Personal information
- Full name: Justin Plapp
- Born: 22 June 1977 (age 49) Penguin, Tasmania
- Original team: Tassie Mariners
- Height: 189 cm (6 ft 2 in)
- Weight: 83 kg (183 lb)
- Position: Full-forward

Playing career^{1}
- Years: Club / Games (Goals)
- 1998–1999: Richmond / 18 (22)
- 2000–2002: St Kilda / 26 0(8)
- Total:  / 44 (30)
- ^{1} Playing statistics correct to the end of 2002.

Career highlights
- AFL Rising Star nominee: 1998;

= Justin Plapp =

Australian rules footballer (born 1977)

Justin Plapp (born 22 June 1977) is a former Australian rules footballer who played for the Richmond Football Club and St Kilda Football Club in the Australian Football League (AFL).

==Career==
Plapp was born in Penguin, Tasmania and attended Penguin High School.

Plapp caught the attention of AFL clubs after kicking 98 goals with the Burnie Dockers in 1996, which was the most by a player in the TFL Statewide League that year. He was recruited by Richmond in the draft, and played in Richmond's reserves premiership in 1997. He started his senior AFL career in 1998 with two good performances at the Melbourne Cricket Ground, three goals on debut against Fremantle and five more in a win over Carlton the following weekend. His five-goal haul in the second game earned him an AFL Rising Star nomination.

In the 1999 AFL draft, Plapp was traded to St Kilda for pick 39, Scott Homewood. He was used at St Kilda as a half back flanker in his three seasons.

(Task brief): Write the next part of the article on the footballer Justin Plapp above, starting after its final sentence.

(Entries supplied):
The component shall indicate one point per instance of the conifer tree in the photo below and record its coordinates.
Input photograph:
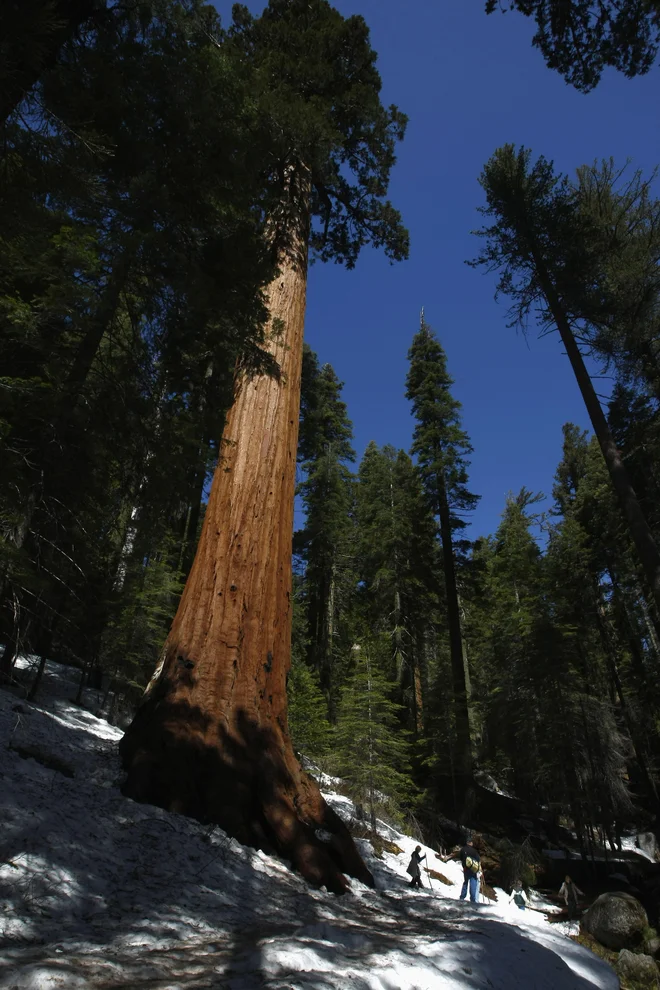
(211, 737)
(325, 544)
(541, 243)
(396, 569)
(372, 751)
(441, 447)
(580, 38)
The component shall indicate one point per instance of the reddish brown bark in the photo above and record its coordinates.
(211, 738)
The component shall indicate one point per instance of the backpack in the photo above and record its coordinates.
(472, 864)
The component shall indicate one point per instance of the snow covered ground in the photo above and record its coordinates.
(98, 891)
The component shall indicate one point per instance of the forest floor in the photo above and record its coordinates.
(97, 891)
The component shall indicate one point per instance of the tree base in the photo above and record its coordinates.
(244, 778)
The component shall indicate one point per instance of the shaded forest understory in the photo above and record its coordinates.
(434, 672)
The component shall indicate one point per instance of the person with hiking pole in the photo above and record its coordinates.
(570, 892)
(471, 863)
(518, 896)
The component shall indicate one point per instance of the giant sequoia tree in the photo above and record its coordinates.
(211, 737)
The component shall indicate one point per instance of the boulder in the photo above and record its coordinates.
(648, 843)
(652, 947)
(616, 920)
(638, 968)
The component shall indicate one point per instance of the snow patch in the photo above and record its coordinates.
(97, 891)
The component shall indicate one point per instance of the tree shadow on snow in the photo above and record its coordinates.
(136, 896)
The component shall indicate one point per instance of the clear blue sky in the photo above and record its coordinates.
(469, 83)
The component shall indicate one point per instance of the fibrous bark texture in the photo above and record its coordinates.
(210, 739)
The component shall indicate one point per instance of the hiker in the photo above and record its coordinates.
(518, 895)
(413, 867)
(570, 892)
(471, 863)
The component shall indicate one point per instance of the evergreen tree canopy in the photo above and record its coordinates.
(580, 38)
(316, 81)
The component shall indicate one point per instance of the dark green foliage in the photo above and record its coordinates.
(314, 74)
(397, 570)
(372, 752)
(580, 38)
(441, 447)
(133, 259)
(325, 547)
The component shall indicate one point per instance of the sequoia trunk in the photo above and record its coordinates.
(211, 739)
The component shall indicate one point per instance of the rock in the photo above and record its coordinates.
(652, 947)
(616, 920)
(648, 843)
(639, 968)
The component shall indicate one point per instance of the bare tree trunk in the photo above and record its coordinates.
(458, 666)
(211, 738)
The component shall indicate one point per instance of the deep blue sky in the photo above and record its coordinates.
(469, 83)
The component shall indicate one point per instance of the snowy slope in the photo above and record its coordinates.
(97, 891)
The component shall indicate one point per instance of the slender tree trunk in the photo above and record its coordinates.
(607, 639)
(211, 737)
(458, 669)
(638, 526)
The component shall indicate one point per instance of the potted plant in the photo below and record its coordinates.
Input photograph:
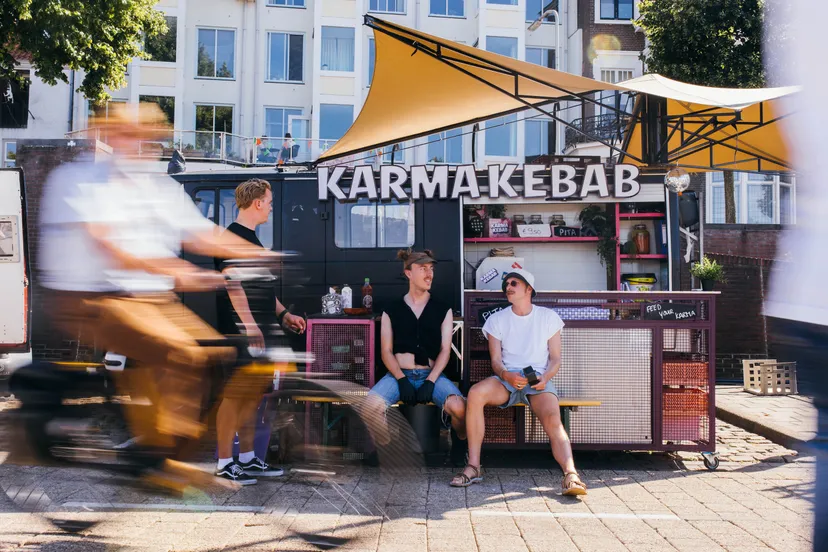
(708, 271)
(596, 222)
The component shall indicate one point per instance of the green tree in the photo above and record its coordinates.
(706, 42)
(98, 37)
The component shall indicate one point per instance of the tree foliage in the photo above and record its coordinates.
(98, 37)
(705, 42)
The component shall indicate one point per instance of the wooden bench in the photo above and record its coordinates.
(567, 405)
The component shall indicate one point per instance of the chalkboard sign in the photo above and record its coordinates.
(484, 314)
(669, 311)
(566, 232)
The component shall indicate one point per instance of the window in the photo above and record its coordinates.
(216, 53)
(276, 121)
(286, 56)
(211, 120)
(14, 102)
(541, 56)
(228, 211)
(9, 154)
(371, 224)
(534, 9)
(756, 196)
(165, 103)
(387, 6)
(501, 136)
(446, 147)
(162, 47)
(612, 102)
(539, 138)
(503, 45)
(617, 9)
(449, 8)
(372, 54)
(337, 48)
(394, 152)
(334, 120)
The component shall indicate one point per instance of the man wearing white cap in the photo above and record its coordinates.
(522, 337)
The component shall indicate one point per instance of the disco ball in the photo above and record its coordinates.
(677, 180)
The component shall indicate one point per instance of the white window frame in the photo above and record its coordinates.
(446, 15)
(743, 180)
(287, 52)
(600, 21)
(444, 143)
(273, 4)
(215, 54)
(403, 12)
(6, 160)
(337, 72)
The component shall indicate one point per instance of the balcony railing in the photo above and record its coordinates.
(218, 146)
(608, 127)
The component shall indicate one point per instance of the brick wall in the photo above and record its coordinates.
(38, 158)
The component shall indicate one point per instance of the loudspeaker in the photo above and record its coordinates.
(688, 209)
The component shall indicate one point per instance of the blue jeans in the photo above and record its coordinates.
(389, 390)
(807, 344)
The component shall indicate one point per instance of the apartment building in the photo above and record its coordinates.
(262, 68)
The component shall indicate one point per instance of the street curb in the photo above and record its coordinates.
(768, 432)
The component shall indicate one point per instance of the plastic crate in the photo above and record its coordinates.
(685, 373)
(501, 427)
(685, 415)
(768, 377)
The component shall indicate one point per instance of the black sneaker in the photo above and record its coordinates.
(260, 468)
(235, 473)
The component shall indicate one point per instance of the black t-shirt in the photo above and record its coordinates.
(260, 296)
(420, 336)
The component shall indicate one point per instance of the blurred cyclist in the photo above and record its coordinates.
(110, 237)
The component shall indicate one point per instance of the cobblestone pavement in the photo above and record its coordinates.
(760, 499)
(786, 419)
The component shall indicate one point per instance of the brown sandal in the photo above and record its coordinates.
(463, 480)
(572, 485)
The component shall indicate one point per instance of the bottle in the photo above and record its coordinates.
(368, 296)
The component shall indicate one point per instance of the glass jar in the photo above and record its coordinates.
(640, 236)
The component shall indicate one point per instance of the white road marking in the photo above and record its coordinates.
(582, 515)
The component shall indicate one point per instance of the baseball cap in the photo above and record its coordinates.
(520, 274)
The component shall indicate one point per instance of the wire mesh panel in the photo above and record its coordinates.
(613, 366)
(344, 348)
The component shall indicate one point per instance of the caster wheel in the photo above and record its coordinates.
(711, 462)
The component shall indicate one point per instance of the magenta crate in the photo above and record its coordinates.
(343, 347)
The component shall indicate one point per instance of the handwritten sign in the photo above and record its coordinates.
(534, 230)
(484, 314)
(567, 232)
(669, 311)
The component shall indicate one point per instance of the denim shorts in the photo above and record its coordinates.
(388, 389)
(521, 396)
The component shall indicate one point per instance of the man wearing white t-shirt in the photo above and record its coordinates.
(520, 337)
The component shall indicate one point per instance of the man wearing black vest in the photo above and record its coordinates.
(416, 346)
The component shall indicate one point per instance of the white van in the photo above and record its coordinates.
(15, 276)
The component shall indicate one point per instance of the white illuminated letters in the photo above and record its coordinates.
(559, 182)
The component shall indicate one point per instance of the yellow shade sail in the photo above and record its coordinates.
(423, 84)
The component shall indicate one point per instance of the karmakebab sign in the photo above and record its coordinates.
(558, 182)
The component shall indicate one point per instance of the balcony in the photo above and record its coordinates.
(608, 127)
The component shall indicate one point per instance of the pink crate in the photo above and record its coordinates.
(343, 347)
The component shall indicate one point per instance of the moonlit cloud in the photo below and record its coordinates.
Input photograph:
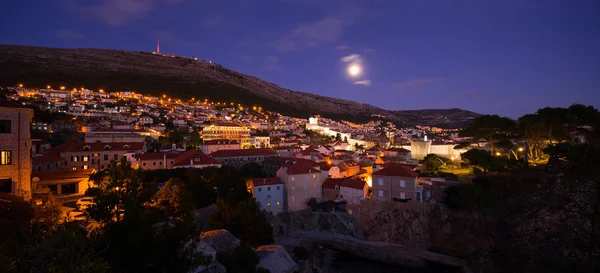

(Solved problem):
He was appointed captain-coach of the Burnie Dockers in 2008 and continued on into the first season of the revamped Tasmanian State League competition in 2009.

After leading his Burnie team to second position after the roster season, the Dockers were to crash out in straights sets in the finals.

Plapp's final match as a player saw missed set shot at goal after the final siren in the 2009 Preliminary Final which saw the Dockers lose to eventual premier Clarence by 4 points.

Plapp quit his post soon after due to a dispute with the Burnie board of directors and returned to Victoria. He took on assistant coaching roles in the Victorian Football League at Box Hill in 2010, and at Williamstown in 2011, before taking the senior coaching job at the Sandringham Dragons in the TAC Cup under 18s competition from 2012 until 2014. He became the senior coach of the Casey Scorpions in the VFL in 2015. Afterwards, Plapp returned home to Penguin and played for the Penguin Two Blues in the North West Football League.